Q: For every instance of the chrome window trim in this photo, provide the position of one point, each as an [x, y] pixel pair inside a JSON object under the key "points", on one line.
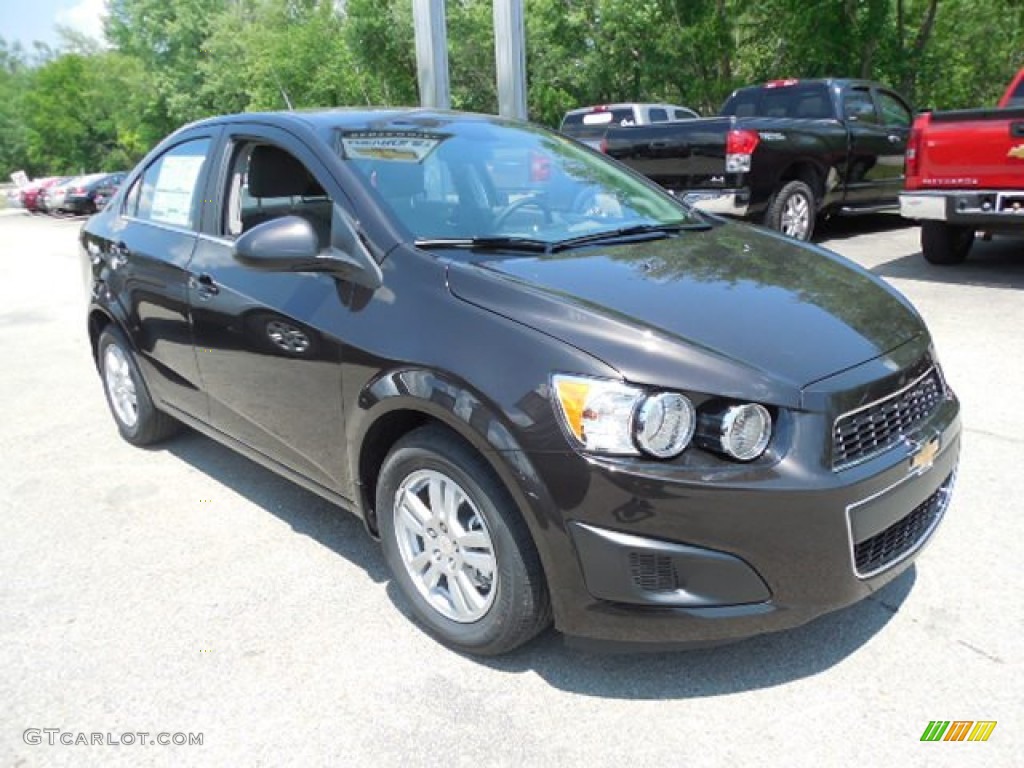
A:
{"points": [[161, 225], [215, 239]]}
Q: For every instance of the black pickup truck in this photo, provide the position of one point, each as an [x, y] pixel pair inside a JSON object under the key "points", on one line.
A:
{"points": [[781, 154]]}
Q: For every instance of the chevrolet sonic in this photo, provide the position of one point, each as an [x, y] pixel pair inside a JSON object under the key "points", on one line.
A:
{"points": [[550, 389]]}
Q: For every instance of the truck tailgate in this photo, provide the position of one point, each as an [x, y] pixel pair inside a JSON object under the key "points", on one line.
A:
{"points": [[982, 148]]}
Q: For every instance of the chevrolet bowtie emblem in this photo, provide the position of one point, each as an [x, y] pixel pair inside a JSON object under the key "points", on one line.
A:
{"points": [[925, 457]]}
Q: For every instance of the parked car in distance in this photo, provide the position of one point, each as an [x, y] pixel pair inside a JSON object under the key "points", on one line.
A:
{"points": [[86, 194], [107, 190], [583, 402], [782, 154], [588, 124], [965, 172], [31, 194], [51, 198]]}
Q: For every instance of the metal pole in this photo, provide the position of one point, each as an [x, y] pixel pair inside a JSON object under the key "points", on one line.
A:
{"points": [[431, 53], [510, 57]]}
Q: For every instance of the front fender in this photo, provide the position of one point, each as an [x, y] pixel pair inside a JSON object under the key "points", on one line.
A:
{"points": [[446, 399]]}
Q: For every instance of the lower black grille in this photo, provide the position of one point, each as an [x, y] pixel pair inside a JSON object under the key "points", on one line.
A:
{"points": [[870, 430], [653, 572], [903, 536]]}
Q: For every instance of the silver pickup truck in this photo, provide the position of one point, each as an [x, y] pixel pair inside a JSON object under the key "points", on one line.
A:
{"points": [[588, 124]]}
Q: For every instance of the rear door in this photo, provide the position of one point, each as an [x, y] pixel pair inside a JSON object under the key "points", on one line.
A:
{"points": [[879, 124], [267, 341], [150, 246]]}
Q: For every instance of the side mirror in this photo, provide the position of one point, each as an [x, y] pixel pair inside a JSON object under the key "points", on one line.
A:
{"points": [[287, 244], [290, 244]]}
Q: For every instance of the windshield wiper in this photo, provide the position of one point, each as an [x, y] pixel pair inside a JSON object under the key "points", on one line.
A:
{"points": [[653, 231], [486, 244]]}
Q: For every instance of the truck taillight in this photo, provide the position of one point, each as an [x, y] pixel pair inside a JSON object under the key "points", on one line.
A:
{"points": [[739, 145]]}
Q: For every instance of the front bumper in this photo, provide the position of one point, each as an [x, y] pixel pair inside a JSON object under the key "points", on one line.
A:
{"points": [[78, 205], [687, 558], [984, 209]]}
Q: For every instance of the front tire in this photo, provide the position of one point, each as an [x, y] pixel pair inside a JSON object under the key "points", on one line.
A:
{"points": [[945, 245], [137, 418], [793, 211], [458, 548]]}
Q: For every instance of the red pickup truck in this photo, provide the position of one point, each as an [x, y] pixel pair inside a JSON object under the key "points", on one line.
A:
{"points": [[965, 172]]}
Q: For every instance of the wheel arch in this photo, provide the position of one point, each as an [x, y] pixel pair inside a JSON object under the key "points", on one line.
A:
{"points": [[388, 411], [810, 173]]}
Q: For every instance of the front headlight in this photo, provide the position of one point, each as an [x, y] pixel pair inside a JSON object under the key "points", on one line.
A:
{"points": [[741, 432], [614, 418], [598, 413]]}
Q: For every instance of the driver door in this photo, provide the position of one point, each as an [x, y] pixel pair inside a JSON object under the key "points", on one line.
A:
{"points": [[267, 342]]}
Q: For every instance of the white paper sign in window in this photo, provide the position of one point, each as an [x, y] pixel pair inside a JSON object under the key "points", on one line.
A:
{"points": [[175, 187]]}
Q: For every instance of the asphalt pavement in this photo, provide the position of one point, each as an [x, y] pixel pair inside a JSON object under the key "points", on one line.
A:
{"points": [[184, 590]]}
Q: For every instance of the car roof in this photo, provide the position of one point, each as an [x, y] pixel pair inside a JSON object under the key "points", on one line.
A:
{"points": [[357, 118], [627, 105]]}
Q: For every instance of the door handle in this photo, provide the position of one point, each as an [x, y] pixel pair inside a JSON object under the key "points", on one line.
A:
{"points": [[119, 255], [204, 286]]}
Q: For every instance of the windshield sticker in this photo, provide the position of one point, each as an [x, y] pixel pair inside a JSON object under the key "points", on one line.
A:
{"points": [[401, 146]]}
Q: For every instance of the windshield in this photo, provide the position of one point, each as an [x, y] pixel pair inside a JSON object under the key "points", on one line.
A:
{"points": [[475, 179]]}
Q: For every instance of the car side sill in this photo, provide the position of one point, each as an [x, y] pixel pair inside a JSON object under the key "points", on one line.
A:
{"points": [[263, 460]]}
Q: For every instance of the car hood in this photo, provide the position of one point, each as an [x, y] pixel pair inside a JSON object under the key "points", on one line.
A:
{"points": [[687, 310]]}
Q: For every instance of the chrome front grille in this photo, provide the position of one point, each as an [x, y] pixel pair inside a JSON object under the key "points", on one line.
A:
{"points": [[868, 431], [903, 537]]}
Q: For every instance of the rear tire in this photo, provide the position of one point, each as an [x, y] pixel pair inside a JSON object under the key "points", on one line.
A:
{"points": [[457, 546], [945, 245], [137, 418], [793, 211]]}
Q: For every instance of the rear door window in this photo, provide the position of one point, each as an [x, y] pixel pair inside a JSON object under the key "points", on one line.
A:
{"points": [[894, 112], [859, 107], [809, 100], [166, 193]]}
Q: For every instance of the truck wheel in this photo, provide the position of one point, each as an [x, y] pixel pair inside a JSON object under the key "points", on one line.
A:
{"points": [[944, 244], [458, 549], [793, 211]]}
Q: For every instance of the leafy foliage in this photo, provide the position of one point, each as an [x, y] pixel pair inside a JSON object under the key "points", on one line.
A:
{"points": [[92, 104]]}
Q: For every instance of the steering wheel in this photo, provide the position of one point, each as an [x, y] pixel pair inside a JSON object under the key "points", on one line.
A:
{"points": [[532, 201]]}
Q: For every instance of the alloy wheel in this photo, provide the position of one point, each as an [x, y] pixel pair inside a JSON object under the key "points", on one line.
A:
{"points": [[445, 546]]}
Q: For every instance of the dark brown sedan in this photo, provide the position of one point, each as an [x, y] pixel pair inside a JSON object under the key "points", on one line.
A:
{"points": [[548, 387]]}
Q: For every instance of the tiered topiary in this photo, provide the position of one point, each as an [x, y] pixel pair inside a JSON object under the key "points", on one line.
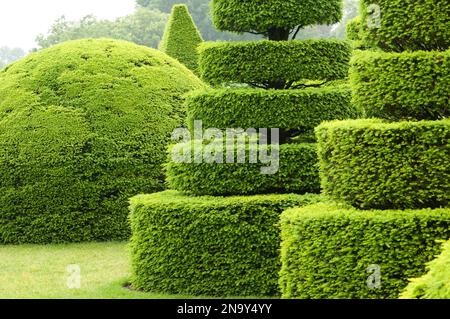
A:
{"points": [[83, 126], [181, 37], [398, 164], [229, 245]]}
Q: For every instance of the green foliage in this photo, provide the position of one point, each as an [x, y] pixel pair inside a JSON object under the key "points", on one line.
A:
{"points": [[217, 246], [83, 126], [264, 62], [327, 250], [181, 38], [436, 283], [354, 29], [408, 25], [294, 109], [372, 164], [261, 16], [143, 27], [409, 85], [200, 10], [297, 173], [10, 55]]}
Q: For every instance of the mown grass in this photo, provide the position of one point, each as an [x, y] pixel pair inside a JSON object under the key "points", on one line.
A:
{"points": [[40, 272]]}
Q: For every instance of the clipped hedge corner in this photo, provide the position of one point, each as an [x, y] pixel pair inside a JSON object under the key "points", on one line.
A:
{"points": [[214, 246], [333, 251], [397, 86]]}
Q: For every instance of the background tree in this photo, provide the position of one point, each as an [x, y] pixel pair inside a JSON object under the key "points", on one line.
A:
{"points": [[143, 27], [9, 55]]}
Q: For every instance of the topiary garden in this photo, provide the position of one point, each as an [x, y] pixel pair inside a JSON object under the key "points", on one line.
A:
{"points": [[217, 232], [83, 126], [300, 169], [389, 177]]}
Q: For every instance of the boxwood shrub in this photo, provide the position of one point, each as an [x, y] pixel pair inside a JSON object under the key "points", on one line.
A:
{"points": [[181, 37], [372, 164], [267, 61], [333, 251], [408, 25], [285, 109], [298, 173], [260, 16], [214, 246], [410, 85], [436, 283], [83, 126]]}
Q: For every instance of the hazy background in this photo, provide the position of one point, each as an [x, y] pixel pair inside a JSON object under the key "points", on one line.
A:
{"points": [[30, 25]]}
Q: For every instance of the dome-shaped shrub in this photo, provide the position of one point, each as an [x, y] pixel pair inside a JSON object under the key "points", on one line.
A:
{"points": [[83, 126]]}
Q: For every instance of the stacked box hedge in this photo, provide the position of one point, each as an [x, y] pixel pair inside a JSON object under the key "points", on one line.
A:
{"points": [[408, 25], [410, 85], [260, 16], [267, 61], [84, 125], [181, 37], [330, 251], [372, 164], [294, 109], [214, 246], [298, 173], [436, 283]]}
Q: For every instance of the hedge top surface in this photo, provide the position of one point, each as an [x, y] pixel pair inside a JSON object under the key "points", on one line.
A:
{"points": [[262, 15], [267, 61], [172, 198], [181, 37], [83, 126], [375, 164], [407, 25], [337, 211], [379, 125], [396, 86]]}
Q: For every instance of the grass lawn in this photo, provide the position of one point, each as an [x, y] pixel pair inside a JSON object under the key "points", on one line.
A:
{"points": [[32, 271]]}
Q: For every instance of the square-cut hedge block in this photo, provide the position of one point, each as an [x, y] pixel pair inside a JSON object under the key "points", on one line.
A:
{"points": [[335, 251], [209, 246]]}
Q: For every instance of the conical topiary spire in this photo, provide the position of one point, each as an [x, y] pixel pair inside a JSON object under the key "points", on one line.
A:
{"points": [[181, 37]]}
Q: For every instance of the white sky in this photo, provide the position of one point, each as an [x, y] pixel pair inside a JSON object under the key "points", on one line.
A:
{"points": [[22, 20]]}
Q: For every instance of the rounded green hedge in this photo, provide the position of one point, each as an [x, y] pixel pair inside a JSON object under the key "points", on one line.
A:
{"points": [[285, 109], [334, 252], [372, 164], [408, 25], [261, 62], [83, 126], [298, 173], [261, 16], [213, 246], [409, 85], [436, 283]]}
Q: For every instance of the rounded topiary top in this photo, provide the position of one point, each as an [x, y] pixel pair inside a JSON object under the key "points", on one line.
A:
{"points": [[83, 126], [263, 15]]}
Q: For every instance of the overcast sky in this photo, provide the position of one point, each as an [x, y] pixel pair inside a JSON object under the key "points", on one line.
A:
{"points": [[22, 20]]}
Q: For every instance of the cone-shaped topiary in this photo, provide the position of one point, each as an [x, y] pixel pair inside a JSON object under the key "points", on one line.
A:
{"points": [[83, 126], [181, 37]]}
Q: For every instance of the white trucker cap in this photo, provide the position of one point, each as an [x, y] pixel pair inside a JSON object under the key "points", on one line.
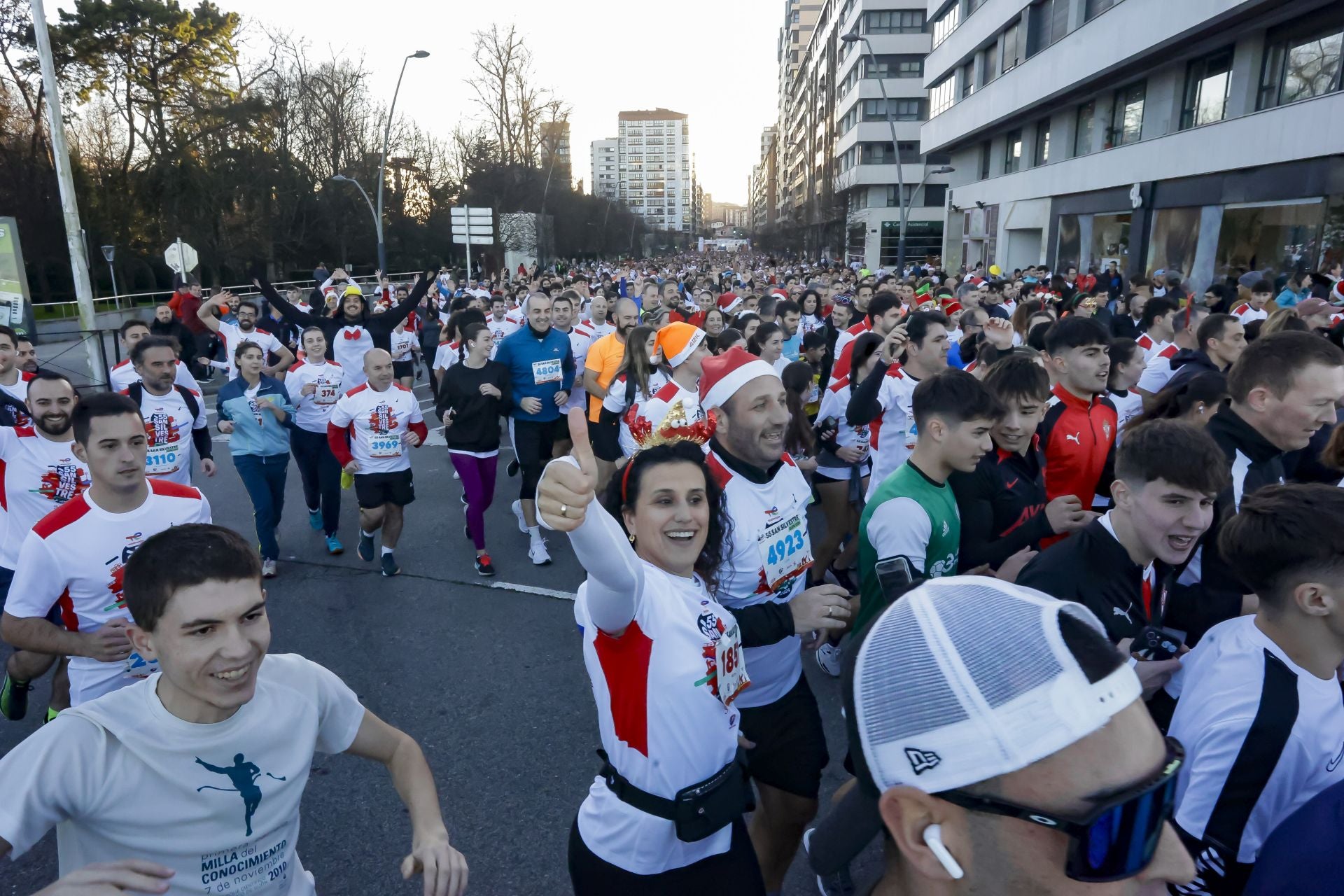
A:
+-------+
## [EXERCISE REQUIREMENTS]
Emit an exact copy of the lines from the line bearing "Q: For every instance of the grass" through the last line above, inclusive, and leave the images out.

## [ANSWER FOR THE TASK]
Q: For every instance of the grass lawn in this photo, provide the position of one point, each as an [x, y] pixel pair inside a JSON object under the key "points", on one line.
A:
{"points": [[32, 271]]}
Q: For every instance of the square-cut hedge block in this photo, provide the position of one point, each as an [x, y] pixel pair inside a JSON object under the key "points", on one line.
A:
{"points": [[335, 251], [209, 246]]}
Q: For every instance of the conical topiary spire in this photo, provide the position of one point, each as an [x, y] pixel pair inside a JSON object under the key "points", on one line.
A:
{"points": [[181, 37]]}
Q: For every instance of the white sky in this photo, provide the position of one point, each as an [x, y] pixel pair inside a JSON object under the key "points", on one line.
A:
{"points": [[22, 20]]}
Q: For every instance of the rounded green hedge in this photo, provide the position of one point, each as an [x, y] pixel pair inside a JSON object under the key "points", on one line.
A:
{"points": [[285, 109], [334, 252], [372, 164], [408, 25], [261, 62], [83, 126], [298, 173], [261, 16], [213, 246], [409, 85], [436, 283]]}
Q: For every instance of the rounded topiary top in this photo, provide the position of one point, each as an [x, y] pixel pair inside a JSON object under the key "points", on one line.
A:
{"points": [[83, 126], [263, 15]]}
Q: For every instance of the overcast sky in this photo, provide the position of one point, each as an [x, y] pixel pair inside a JSON object under the key "points", on one line.
A:
{"points": [[22, 20]]}
Q: For every instance of the cone-shaped topiary in this photo, provide the position of one point, each as an [x, y] pixel pair inside a JSON object under the key "points", on one line.
A:
{"points": [[83, 126], [181, 37]]}
Q: For every instance of the white trucker cap in this photo, provide the position of one point, each as an [x, y] pixel pair inside a JSON object under the key "points", on one line.
A:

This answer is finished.